◆ ЗАДАНИЕ:
Ответьте по тексту о Пржевальском на три вопроса.
1. Как назывался отчет, который Пржевальский написал начальству еще до отъезда из Сибири?
2. Что сказал Пржевальскому начальник в ответ на его рассказ?
3. Какие местности, по словам Николая Михайловича, особенно его манили?

О бедствиях переселенцев, которые ему довелось видеть на Дальнем Востоке, Пржевальский писал еще до отъезда из Сибири — в отчете начальству: «О результатах исследования на реке Уссури и озере Ханка». Правдивый рассказ Пржевальского пришелся не по вкусу его начальнику. «Я и без вас знаю, что в этом крае скверно», — сказал он Пржевальскому.



«Эти слова произвели на меня удручающее впечатление», — вспоминал впоследствии Пржевальский.

В Петербурге, в Географическом обществе, со стороны деятелей передовой русской науки, труд путешественника получил высокую оценку.

Николай Михайлович, ободренный первым успехом, решил добиться, наконец, осуществления заветной своей мечты: он представил в Совет Географического общества план экспедиции в неведомые области Центральной Азии.

«Меня лично в особенности манят, — писал Николай Михайлович одному из членов Совета, — северные окраины Китая и восточные части южной Монголии, как местности почти еще неизведанные европейцами, но представляющие громадный интерес для географии и естествознания».

◆ СПИСОК ЗАПИСЕЙ:
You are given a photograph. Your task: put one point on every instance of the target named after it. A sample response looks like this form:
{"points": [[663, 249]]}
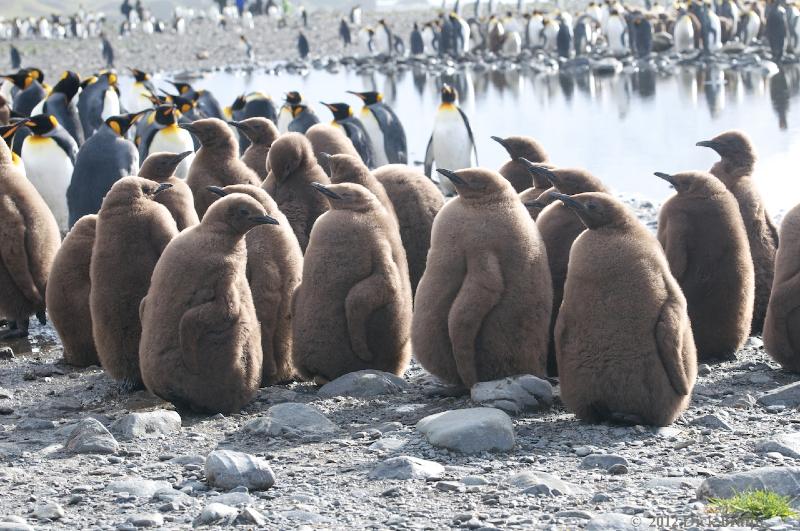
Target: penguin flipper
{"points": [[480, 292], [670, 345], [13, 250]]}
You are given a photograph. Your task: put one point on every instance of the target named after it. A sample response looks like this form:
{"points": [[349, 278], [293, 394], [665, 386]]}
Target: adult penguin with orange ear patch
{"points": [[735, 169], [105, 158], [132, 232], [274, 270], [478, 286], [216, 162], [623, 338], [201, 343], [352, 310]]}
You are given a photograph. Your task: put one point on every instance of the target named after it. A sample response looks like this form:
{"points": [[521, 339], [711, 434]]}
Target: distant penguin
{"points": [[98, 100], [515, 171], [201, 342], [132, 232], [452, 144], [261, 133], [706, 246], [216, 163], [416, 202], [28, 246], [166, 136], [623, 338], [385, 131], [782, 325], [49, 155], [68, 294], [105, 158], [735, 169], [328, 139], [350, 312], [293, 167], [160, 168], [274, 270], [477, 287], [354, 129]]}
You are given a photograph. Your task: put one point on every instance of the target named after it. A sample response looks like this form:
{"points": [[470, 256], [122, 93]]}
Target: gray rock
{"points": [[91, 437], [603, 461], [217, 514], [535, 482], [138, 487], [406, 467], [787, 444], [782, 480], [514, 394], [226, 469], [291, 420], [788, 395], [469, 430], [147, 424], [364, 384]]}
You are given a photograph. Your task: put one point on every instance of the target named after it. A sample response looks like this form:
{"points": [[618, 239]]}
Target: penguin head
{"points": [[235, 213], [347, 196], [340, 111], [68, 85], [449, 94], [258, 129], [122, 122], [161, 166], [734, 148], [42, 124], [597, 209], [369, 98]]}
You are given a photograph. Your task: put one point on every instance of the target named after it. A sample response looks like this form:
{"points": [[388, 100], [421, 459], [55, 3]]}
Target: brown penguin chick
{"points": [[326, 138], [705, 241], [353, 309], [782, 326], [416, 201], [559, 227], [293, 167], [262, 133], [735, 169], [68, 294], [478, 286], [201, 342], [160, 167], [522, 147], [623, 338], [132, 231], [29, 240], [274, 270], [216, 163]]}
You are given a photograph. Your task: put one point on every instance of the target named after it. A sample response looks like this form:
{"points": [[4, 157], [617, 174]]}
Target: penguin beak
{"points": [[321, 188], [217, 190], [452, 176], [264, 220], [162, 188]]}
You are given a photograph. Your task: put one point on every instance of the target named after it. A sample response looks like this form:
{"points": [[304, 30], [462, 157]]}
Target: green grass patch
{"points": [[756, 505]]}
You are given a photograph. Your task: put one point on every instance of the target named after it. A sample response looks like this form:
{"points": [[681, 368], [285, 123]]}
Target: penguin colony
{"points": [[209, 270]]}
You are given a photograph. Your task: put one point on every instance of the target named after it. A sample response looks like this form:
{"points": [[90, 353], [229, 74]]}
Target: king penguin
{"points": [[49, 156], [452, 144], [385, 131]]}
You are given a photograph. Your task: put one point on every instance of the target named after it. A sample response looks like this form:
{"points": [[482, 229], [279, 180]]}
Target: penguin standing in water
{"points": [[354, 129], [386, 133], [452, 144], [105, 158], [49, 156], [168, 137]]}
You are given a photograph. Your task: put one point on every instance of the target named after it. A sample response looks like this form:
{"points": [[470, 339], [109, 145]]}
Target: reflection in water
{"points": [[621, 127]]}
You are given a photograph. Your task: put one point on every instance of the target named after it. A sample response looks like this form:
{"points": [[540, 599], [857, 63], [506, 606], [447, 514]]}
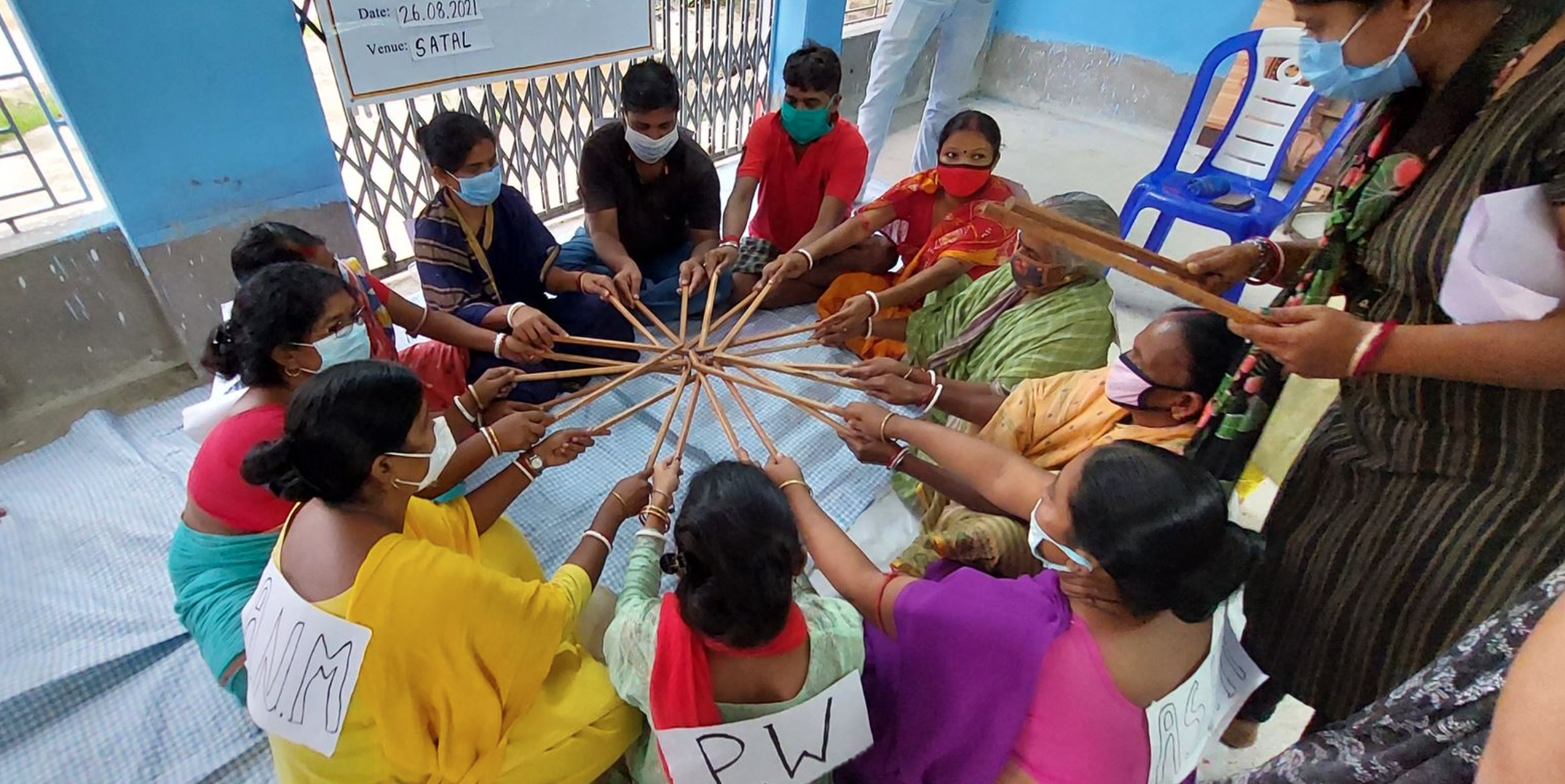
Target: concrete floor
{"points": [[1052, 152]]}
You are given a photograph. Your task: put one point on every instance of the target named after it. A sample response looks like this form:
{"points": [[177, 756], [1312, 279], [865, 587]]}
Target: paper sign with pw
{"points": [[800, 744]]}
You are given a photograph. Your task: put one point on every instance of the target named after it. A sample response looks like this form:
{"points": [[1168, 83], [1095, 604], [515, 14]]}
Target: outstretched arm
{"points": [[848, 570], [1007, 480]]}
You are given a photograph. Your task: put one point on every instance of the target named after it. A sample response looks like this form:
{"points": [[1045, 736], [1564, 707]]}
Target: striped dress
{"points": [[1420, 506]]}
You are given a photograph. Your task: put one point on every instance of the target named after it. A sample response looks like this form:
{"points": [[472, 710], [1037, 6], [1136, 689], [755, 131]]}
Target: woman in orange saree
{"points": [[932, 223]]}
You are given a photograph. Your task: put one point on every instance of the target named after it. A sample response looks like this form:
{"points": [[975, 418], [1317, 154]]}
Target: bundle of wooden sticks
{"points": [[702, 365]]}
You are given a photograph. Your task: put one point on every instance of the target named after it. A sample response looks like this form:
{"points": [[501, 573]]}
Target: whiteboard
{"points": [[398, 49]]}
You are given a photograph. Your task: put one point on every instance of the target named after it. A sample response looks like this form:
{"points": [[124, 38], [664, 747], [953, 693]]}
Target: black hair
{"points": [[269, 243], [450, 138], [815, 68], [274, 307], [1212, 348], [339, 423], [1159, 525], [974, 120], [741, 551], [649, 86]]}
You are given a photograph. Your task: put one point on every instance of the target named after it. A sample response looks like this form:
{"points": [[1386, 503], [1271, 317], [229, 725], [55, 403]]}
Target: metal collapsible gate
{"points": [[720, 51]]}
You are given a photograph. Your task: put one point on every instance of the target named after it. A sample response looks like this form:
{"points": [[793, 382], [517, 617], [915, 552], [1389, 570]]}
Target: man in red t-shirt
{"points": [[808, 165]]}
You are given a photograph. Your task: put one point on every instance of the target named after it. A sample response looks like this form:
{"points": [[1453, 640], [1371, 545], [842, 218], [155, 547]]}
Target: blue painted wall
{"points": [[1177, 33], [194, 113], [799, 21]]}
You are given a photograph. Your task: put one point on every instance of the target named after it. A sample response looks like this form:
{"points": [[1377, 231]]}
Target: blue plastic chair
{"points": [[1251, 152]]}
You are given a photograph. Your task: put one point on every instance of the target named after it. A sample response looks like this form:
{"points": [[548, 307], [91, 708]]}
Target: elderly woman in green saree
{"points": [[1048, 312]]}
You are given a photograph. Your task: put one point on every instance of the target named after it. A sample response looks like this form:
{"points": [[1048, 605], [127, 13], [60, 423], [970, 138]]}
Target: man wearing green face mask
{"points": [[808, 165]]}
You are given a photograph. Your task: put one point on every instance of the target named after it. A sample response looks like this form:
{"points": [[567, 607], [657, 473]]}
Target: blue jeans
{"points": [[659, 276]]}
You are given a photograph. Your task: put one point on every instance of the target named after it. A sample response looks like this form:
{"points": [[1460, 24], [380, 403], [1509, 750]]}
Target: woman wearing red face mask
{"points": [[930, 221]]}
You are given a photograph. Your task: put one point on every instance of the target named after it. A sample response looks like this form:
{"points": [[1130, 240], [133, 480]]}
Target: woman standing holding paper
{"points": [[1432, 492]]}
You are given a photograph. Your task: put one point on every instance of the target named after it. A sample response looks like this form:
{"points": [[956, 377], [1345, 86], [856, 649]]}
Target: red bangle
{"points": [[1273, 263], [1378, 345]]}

◆ ОТВЕТ К ЗАДАНИЮ:
1. «О результатах исследования на реке Уссури и озере Ханка».
2. «Я и без вас знаю, что в этом крае скверно».
3. Северные окраины Китая и восточные части южной Монголии.